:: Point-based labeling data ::
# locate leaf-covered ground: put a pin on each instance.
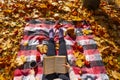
(105, 23)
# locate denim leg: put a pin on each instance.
(62, 48)
(51, 48)
(50, 52)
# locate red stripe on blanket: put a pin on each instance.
(91, 51)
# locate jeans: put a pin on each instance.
(51, 52)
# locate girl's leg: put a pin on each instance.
(50, 52)
(62, 52)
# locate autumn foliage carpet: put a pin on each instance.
(105, 23)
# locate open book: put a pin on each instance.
(54, 64)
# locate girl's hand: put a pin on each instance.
(67, 66)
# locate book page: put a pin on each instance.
(48, 65)
(59, 61)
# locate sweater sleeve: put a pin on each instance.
(72, 74)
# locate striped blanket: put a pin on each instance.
(35, 29)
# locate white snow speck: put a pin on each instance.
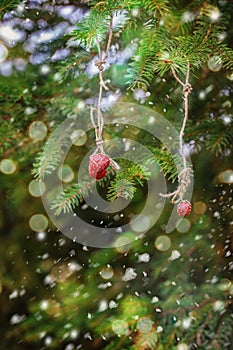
(174, 255)
(130, 274)
(144, 257)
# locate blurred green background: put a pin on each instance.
(159, 292)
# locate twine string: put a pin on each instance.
(100, 64)
(185, 173)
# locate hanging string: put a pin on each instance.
(185, 173)
(100, 63)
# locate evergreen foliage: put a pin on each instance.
(60, 295)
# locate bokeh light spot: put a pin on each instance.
(37, 130)
(144, 325)
(199, 208)
(107, 273)
(36, 188)
(184, 226)
(120, 327)
(7, 166)
(226, 176)
(38, 222)
(78, 137)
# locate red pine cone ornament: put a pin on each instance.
(184, 208)
(98, 164)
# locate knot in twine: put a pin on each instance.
(99, 136)
(100, 64)
(187, 89)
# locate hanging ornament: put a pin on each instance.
(184, 208)
(99, 161)
(98, 164)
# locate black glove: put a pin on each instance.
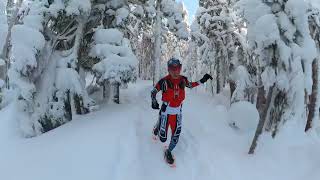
(205, 78)
(155, 104)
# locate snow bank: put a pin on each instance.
(108, 36)
(244, 115)
(77, 7)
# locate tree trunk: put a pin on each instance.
(116, 93)
(263, 117)
(157, 47)
(232, 86)
(106, 90)
(5, 50)
(313, 96)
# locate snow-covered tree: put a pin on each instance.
(3, 35)
(109, 17)
(221, 46)
(169, 15)
(313, 103)
(278, 33)
(46, 76)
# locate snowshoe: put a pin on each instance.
(155, 134)
(169, 158)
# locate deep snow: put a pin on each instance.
(115, 143)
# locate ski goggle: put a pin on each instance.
(174, 68)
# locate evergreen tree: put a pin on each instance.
(279, 35)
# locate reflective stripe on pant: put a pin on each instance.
(175, 122)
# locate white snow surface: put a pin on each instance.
(115, 143)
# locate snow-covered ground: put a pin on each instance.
(114, 143)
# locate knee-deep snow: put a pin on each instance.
(114, 143)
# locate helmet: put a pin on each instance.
(174, 62)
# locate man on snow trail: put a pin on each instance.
(173, 93)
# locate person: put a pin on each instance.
(173, 93)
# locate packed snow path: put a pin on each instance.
(114, 143)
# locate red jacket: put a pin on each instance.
(173, 90)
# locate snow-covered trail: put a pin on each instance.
(115, 143)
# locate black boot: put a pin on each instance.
(168, 157)
(155, 131)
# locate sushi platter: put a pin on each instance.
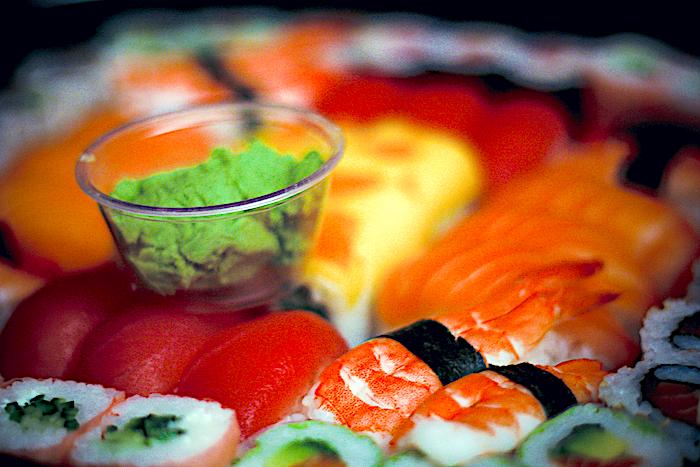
(256, 238)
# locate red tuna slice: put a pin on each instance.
(518, 133)
(44, 334)
(677, 400)
(441, 103)
(262, 368)
(145, 349)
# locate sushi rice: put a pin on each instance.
(47, 442)
(199, 428)
(623, 390)
(642, 440)
(657, 334)
(280, 444)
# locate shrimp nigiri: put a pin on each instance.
(495, 302)
(492, 411)
(572, 210)
(377, 385)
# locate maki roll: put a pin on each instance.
(40, 419)
(312, 443)
(694, 287)
(160, 430)
(593, 435)
(672, 334)
(666, 393)
(490, 412)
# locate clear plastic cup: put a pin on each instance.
(244, 252)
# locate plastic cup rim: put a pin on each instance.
(330, 130)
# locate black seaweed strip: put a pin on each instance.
(649, 382)
(449, 357)
(553, 394)
(689, 326)
(211, 62)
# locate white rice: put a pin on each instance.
(623, 390)
(657, 340)
(90, 399)
(643, 440)
(205, 423)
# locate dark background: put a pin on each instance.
(45, 24)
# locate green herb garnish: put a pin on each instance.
(39, 413)
(144, 430)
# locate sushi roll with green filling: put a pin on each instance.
(161, 430)
(669, 394)
(312, 443)
(407, 459)
(593, 435)
(672, 334)
(40, 419)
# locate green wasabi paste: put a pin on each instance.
(205, 253)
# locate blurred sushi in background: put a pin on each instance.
(490, 193)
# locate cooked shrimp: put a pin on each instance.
(489, 412)
(372, 388)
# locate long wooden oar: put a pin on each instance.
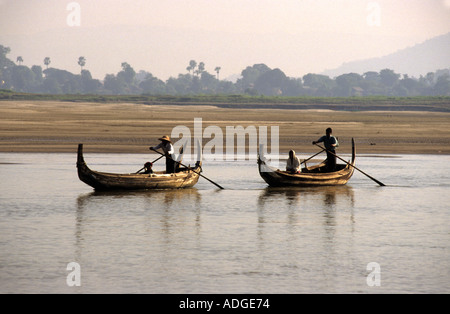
(197, 172)
(380, 183)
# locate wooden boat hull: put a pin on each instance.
(103, 181)
(310, 176)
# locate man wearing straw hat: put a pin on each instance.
(167, 147)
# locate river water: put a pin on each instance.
(248, 238)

:: PROBLEM DETAILS ::
Copy out the whole listing above word for word, leaving out the pictures.

:: WRITTEN ANSWER ::
# locate leaf-covered ground: put a pin on each instance.
(105, 23)
# locate denim leg: put a pin on each instance.
(62, 48)
(51, 48)
(50, 52)
# locate red stripe on blanket: put a pin on each instance.
(91, 51)
# locate jeans: put a pin on each instance.
(51, 52)
# locate girl's leg: put a pin on each instance.
(50, 52)
(62, 52)
# locate autumn foliage carpet: put a pin on each instance.
(105, 23)
# locate open book: put a pin on each instance.
(54, 64)
# locate girl's hand: put a pin on each instance.
(67, 66)
# locate book page: put a pin on each instance.
(48, 65)
(59, 61)
# locate sweater sleeve: put a pin on each instance.
(72, 74)
# locate striped blanket: put a pin on each instance.
(35, 29)
# locate white snow speck: put a pin on each instance.
(174, 255)
(130, 274)
(144, 257)
# locate blurred green background: put a pin on each instance.
(159, 292)
# locate twine string: put a pin on each instance.
(100, 64)
(185, 173)
# locate hanging string: put a pin on each instance.
(185, 173)
(100, 63)
# locate evergreen foliage: put a pin on each instance.
(60, 295)
# locate bokeh light spot: put a pin on each instance.
(37, 130)
(144, 325)
(199, 208)
(107, 273)
(36, 188)
(184, 226)
(120, 327)
(7, 166)
(226, 176)
(38, 222)
(78, 137)
# locate red pine cone ornament: put a pin on each instance.
(184, 208)
(98, 164)
# locate knot in twine: put a pin on each instance.
(99, 136)
(100, 64)
(187, 89)
# locate hanging ornament: put a pin on each instance.
(184, 208)
(99, 161)
(98, 164)
# locate black glove: put a pin on each instance.
(205, 78)
(155, 104)
# locate snow bank: put a pin on each instance.
(108, 36)
(244, 115)
(77, 7)
# locate tree trunk: put a pin on each instance.
(116, 93)
(263, 117)
(157, 47)
(232, 86)
(106, 90)
(5, 50)
(313, 96)
# locate snow-covered tree: put a pin on each instance.
(3, 35)
(109, 17)
(221, 46)
(169, 15)
(313, 103)
(278, 33)
(46, 76)
# locate snowshoe: put a pin on each instance.
(155, 134)
(169, 158)
# locate deep snow: put a pin on each instance.
(115, 143)
# locate ski goggle: put a pin on each instance.
(174, 68)
# locate evergreen tree: put a pin on each instance.
(279, 35)
# locate reflective stripe on pant: put a pin on each instance.
(175, 122)
# locate white snow surface: put a pin on each instance.
(115, 143)
# locate snow-covered ground: put a pin on each instance.
(114, 143)
# locate knee-deep snow: put a pin on each instance.
(114, 143)
# locate helmet: put a pin on each instance.
(174, 62)
# locate man on snow trail: put a pin on each instance.
(173, 93)
# locate person: put a pin on each instance.
(173, 93)
# locate packed snow path: put a pin on each instance.
(114, 143)
# locate red jacket: put a pin on each instance.
(173, 90)
# locate snow-covered trail: put a pin on each instance.
(115, 143)
# locate black boot: put a pin on each instance.
(168, 157)
(155, 131)
# locate sushi platter: put a pin on each instance.
(256, 238)
# locate red tuna slice: put a pin on each instance.
(518, 133)
(44, 334)
(677, 400)
(441, 103)
(262, 368)
(145, 349)
# locate sushi rice: put a pin on each instance.
(47, 442)
(199, 428)
(623, 390)
(642, 440)
(657, 334)
(280, 444)
# locate shrimp nigiri: put a pin on each instance.
(495, 302)
(492, 411)
(572, 210)
(377, 385)
# locate maki roll: put a pin on each instance.
(40, 419)
(312, 443)
(694, 287)
(160, 430)
(593, 435)
(672, 334)
(666, 393)
(490, 412)
# locate clear plastic cup: put a pin on each instance.
(244, 252)
# locate plastic cup rim: put a pin on each instance.
(330, 130)
# locate black seaweed strip: put a pin on each instance.
(649, 382)
(449, 357)
(553, 394)
(689, 326)
(211, 62)
# locate white rice: put a pin on each instance.
(623, 390)
(657, 340)
(90, 399)
(643, 440)
(205, 423)
# locate dark background: put a pin on each instance.
(45, 24)
# locate green herb garnish: put a pin on each instance.
(39, 413)
(144, 430)
# locate sushi roll with green filling: put a pin on each instance.
(161, 430)
(669, 394)
(312, 443)
(407, 459)
(593, 435)
(672, 334)
(40, 419)
# locate green wasabi paste: put a pin on each instance.
(205, 253)
# locate blurred sushi in background: put a pin on each instance.
(490, 193)
# locate cooked shrimp: put a pin on each instance.
(489, 412)
(372, 388)
# locate long wooden oar: put a pin on each instance.
(197, 172)
(380, 183)
# locate wooden boat hull: put a pin on each instance.
(103, 181)
(310, 176)
# locate man wearing straw hat: put a pin on each instance.
(167, 147)
# locate river water: put a pin on each instance.
(248, 238)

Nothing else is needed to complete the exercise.